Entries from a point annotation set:
....

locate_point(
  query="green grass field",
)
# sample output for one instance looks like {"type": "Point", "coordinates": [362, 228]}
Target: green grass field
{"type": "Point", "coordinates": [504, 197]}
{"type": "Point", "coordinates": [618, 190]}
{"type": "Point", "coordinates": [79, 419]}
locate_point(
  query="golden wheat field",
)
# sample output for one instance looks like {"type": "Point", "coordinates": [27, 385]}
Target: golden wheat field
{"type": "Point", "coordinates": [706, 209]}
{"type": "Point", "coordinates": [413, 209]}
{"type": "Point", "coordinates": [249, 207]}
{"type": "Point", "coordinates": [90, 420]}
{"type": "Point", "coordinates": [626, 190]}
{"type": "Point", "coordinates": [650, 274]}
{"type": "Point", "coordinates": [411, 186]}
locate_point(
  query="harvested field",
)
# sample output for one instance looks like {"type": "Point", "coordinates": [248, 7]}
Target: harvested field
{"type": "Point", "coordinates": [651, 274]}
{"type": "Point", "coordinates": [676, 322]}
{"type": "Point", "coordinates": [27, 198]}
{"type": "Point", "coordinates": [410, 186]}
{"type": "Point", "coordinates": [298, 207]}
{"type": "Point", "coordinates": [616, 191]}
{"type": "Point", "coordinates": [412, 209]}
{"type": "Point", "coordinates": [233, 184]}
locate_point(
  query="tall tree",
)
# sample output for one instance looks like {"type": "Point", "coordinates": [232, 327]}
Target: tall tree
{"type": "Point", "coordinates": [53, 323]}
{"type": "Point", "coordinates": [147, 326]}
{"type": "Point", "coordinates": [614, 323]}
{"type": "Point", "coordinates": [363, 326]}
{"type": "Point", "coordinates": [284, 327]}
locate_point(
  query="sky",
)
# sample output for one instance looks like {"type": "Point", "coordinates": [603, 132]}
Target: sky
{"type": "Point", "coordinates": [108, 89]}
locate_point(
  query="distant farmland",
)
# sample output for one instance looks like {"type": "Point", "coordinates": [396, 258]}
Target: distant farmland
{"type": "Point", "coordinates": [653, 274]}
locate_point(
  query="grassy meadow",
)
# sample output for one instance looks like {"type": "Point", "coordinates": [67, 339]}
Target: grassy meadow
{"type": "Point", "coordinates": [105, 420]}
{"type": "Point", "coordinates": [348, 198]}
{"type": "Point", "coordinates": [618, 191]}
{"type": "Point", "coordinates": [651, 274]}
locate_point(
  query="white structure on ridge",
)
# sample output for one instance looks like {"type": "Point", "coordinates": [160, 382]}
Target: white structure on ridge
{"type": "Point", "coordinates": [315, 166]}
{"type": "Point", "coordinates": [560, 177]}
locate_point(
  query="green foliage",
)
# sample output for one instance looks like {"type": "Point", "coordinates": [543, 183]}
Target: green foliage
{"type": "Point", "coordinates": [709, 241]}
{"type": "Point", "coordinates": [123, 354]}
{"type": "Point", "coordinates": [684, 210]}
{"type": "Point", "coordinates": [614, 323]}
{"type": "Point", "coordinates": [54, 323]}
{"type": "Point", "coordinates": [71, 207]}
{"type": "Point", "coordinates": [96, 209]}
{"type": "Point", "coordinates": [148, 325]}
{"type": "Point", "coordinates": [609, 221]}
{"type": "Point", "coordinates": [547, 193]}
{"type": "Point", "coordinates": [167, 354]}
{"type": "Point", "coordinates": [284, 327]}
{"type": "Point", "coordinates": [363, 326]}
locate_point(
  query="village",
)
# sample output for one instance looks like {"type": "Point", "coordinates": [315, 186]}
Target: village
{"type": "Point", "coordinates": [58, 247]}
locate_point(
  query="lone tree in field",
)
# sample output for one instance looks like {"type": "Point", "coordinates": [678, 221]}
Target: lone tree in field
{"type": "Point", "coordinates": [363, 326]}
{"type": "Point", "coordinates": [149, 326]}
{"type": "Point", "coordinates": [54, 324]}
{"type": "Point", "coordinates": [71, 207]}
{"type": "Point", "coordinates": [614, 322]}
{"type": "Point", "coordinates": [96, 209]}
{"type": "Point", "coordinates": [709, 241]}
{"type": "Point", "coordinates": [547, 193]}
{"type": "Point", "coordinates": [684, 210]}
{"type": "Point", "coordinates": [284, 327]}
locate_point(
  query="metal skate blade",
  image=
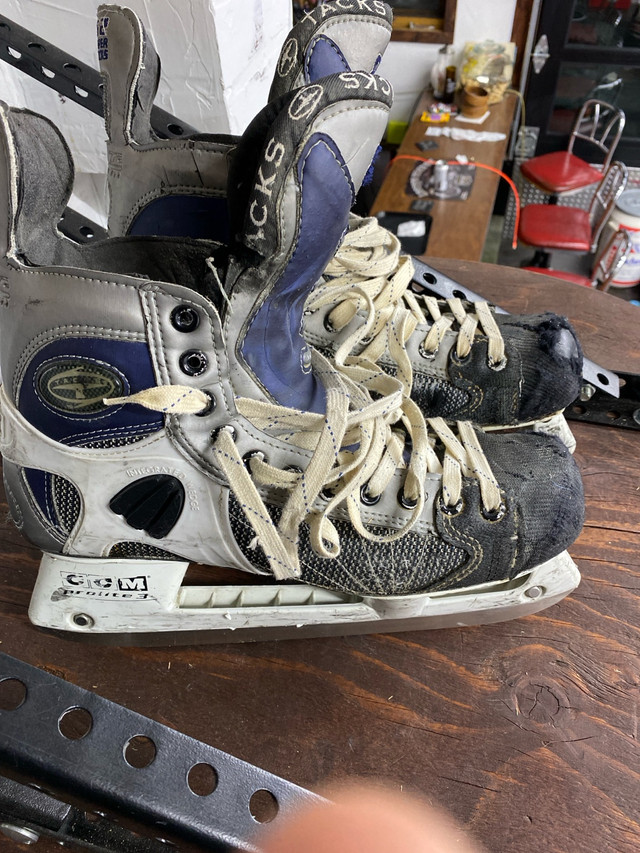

....

STATED GOAL: Locate every line in the data above that contains the string "distant" and copy each one out. Matching is case-sensitive.

RIGHT ANSWER:
  query="distant farmland",
Target: distant farmland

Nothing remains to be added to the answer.